§ **Task goal**
List every line in the items below that contains the string "crowd". Matching is case-sensitive.

***** Listed records

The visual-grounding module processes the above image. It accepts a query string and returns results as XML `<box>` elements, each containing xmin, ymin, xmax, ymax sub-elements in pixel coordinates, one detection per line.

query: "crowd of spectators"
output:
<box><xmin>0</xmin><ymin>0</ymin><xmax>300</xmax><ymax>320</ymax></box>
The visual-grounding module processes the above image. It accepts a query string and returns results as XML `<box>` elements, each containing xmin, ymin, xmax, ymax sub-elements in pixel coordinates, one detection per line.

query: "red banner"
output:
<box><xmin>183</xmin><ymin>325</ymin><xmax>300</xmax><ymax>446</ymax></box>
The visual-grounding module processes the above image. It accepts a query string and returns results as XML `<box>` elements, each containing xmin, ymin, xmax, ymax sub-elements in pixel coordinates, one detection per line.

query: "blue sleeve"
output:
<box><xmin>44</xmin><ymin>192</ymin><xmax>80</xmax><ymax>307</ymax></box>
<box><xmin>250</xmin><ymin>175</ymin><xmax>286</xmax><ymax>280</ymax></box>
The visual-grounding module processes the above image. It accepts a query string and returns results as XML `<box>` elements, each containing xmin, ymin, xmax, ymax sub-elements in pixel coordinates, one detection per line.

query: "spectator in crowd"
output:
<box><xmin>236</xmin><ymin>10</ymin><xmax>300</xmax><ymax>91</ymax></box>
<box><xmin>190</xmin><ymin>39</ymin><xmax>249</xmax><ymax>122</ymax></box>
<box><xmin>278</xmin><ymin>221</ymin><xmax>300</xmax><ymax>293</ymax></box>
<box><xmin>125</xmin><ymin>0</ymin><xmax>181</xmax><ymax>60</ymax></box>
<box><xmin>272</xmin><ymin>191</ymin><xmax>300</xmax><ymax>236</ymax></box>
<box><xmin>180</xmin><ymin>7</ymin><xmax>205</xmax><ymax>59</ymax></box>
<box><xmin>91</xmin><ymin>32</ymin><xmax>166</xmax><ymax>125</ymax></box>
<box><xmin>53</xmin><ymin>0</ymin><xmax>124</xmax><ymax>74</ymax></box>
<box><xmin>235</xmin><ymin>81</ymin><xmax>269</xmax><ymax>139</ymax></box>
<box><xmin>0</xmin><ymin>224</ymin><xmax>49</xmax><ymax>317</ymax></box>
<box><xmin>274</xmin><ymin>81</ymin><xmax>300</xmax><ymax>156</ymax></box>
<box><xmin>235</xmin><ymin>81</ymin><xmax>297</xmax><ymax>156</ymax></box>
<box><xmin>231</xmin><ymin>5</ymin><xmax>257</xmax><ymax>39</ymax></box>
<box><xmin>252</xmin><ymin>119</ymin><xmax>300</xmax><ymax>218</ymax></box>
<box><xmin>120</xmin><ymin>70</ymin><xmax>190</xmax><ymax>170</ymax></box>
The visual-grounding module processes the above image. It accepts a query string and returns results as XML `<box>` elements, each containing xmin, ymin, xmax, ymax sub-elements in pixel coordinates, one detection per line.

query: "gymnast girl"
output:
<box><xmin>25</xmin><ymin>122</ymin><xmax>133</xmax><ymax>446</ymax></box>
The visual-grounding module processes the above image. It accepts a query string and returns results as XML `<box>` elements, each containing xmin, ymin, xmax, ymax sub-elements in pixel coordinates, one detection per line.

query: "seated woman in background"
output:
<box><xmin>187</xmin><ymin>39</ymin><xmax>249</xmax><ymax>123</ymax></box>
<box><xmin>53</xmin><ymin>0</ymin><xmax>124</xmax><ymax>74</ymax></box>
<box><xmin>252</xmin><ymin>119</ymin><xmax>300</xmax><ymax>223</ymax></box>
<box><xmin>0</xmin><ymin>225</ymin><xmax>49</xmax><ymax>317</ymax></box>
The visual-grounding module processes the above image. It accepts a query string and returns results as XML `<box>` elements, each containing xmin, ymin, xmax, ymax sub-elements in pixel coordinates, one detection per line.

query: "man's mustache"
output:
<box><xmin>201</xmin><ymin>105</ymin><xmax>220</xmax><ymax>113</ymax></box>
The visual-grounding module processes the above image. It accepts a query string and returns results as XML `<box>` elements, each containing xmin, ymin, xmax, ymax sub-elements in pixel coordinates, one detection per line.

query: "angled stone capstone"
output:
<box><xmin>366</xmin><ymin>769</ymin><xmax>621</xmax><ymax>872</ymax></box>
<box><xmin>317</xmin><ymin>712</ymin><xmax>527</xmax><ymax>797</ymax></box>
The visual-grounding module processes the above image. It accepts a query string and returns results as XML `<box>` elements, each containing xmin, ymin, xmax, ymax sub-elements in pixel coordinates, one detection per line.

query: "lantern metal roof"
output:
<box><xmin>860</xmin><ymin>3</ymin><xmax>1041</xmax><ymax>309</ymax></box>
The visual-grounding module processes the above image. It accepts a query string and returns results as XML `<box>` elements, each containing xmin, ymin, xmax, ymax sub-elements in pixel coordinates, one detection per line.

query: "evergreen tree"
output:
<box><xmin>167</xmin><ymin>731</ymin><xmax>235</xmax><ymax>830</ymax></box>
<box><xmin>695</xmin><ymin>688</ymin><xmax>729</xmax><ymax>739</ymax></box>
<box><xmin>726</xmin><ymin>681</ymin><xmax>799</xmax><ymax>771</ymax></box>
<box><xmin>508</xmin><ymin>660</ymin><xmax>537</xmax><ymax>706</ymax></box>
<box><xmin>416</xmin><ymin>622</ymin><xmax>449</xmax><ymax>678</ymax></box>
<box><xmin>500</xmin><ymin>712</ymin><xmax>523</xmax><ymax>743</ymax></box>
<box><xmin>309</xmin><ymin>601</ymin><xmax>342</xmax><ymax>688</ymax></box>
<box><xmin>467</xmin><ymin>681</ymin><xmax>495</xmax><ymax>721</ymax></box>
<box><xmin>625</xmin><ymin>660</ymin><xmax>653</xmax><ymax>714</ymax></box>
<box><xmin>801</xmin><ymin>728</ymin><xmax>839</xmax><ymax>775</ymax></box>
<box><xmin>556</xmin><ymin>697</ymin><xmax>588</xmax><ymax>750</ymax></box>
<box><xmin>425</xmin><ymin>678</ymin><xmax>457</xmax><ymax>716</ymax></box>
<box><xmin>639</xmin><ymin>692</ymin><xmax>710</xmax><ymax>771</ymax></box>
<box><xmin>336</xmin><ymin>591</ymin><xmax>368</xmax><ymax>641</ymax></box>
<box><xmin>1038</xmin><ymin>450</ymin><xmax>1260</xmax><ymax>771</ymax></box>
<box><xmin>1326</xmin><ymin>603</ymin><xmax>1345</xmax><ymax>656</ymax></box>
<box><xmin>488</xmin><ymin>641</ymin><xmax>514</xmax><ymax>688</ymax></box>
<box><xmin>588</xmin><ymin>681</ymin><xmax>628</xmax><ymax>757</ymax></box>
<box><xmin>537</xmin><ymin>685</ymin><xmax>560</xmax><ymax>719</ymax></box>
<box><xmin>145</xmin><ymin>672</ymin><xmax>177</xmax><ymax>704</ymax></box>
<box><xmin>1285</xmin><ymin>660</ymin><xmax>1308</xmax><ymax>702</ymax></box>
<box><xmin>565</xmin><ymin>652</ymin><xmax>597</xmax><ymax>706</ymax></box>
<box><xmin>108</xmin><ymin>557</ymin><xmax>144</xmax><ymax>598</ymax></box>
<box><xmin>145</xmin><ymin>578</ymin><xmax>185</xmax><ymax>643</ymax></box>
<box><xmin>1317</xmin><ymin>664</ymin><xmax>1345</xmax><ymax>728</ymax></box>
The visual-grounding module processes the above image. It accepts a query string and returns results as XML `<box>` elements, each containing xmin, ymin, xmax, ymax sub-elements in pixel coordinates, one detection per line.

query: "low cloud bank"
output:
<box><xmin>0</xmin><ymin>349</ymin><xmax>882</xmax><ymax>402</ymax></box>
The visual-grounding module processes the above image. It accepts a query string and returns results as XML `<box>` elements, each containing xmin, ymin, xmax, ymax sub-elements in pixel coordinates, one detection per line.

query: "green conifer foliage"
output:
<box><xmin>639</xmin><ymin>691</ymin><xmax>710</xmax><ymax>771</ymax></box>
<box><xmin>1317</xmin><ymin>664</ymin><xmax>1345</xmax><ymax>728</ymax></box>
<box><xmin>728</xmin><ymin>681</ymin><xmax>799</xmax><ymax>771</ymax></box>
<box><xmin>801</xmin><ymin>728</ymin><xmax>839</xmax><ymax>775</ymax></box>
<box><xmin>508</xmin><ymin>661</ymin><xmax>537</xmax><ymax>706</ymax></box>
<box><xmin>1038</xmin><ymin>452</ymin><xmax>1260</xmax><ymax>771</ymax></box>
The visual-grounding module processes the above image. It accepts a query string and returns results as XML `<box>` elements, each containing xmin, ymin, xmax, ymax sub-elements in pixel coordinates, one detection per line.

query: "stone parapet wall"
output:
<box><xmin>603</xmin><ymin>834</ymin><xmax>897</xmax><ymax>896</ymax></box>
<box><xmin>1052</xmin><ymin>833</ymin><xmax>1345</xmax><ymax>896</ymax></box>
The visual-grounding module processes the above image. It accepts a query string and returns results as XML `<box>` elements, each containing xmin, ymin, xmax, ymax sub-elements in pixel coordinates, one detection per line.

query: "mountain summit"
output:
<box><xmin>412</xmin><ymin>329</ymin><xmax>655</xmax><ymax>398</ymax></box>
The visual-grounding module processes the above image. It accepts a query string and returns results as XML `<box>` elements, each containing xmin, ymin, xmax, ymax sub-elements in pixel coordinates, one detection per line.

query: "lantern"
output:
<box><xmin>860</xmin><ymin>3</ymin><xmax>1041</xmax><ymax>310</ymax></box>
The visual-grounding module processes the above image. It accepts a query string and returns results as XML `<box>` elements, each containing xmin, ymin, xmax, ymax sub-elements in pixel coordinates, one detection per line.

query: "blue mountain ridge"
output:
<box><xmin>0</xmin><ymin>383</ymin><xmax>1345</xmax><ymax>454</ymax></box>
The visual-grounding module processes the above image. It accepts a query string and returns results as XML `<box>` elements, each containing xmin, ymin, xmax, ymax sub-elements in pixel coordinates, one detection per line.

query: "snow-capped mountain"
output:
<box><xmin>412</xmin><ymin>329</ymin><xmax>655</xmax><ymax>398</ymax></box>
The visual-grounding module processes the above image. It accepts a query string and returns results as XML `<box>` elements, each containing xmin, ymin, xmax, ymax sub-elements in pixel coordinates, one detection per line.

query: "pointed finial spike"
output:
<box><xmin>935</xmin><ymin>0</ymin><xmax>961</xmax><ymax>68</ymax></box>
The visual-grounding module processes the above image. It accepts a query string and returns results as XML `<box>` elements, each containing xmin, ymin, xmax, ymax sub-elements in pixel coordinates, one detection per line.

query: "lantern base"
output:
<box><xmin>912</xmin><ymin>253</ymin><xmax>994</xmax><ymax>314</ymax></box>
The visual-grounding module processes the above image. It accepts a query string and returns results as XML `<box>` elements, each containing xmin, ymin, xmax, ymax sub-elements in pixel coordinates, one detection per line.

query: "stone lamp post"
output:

**********

§ **Response to this exercise**
query: "crowd of spectators"
query: "spectator in crowd"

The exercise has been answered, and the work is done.